## WHAT THIS TASK INVOLVES
Scale the entries from the line containing "For the image above, mark every calm" through the line containing "[0, 0, 285, 72]", both ends included. Reproduce every line in that stretch with the requests unchanged, multiply each bounding-box coordinate in the answers by 1.05, round to whole numbers with halves going up, and output only those lines.

## GIVEN RECORDS
┄┄┄┄┄┄

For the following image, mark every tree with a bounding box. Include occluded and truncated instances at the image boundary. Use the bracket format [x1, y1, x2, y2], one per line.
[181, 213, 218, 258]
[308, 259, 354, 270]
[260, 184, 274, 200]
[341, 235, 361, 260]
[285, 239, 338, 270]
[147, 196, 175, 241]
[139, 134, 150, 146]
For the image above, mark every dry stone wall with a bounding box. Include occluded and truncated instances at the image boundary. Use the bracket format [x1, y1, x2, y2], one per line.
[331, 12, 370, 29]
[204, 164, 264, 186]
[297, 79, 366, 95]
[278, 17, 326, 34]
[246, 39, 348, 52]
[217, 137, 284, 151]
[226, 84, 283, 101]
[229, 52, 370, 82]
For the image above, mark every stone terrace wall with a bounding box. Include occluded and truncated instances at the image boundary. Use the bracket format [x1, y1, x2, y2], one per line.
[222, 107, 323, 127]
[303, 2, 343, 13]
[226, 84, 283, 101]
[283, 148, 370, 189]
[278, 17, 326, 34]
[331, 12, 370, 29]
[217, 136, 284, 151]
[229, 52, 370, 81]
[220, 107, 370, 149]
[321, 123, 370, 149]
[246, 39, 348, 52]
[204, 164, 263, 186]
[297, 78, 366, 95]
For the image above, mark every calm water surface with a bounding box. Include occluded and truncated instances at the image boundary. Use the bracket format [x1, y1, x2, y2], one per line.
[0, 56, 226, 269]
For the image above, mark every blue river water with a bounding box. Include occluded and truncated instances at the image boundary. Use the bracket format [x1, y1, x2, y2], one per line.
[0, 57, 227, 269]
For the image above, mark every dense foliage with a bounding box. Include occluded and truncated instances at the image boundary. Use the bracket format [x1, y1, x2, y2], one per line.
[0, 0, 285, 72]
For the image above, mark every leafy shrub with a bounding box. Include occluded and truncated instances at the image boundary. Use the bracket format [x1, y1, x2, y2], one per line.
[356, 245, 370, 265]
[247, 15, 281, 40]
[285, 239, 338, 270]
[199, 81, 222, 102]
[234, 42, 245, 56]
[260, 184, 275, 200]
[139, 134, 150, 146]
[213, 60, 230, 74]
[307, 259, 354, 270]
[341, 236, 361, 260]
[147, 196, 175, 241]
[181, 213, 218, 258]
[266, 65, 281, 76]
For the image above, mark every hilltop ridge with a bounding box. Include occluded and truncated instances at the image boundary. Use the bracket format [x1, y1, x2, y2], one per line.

┄┄┄┄┄┄

## RESPONSE
For the image above, mark every calm water surface with a bounding box. Include occluded and truncated instances at the image boundary. Use the bracket format [x1, y1, x2, y2], one per line.
[0, 59, 237, 282]
For the image above, mark every blue river water with a bounding box. Include occluded and truncated instances at the image boundary. Use the bracket format [x1, y1, x2, y2], one per line.
[0, 60, 238, 282]
For the image above, mark every dense foliage with a bounding box. Include occluded and truncated instances at the image boundary. Use the bracket format [x1, y1, x2, y2], one per line.
[0, 0, 299, 76]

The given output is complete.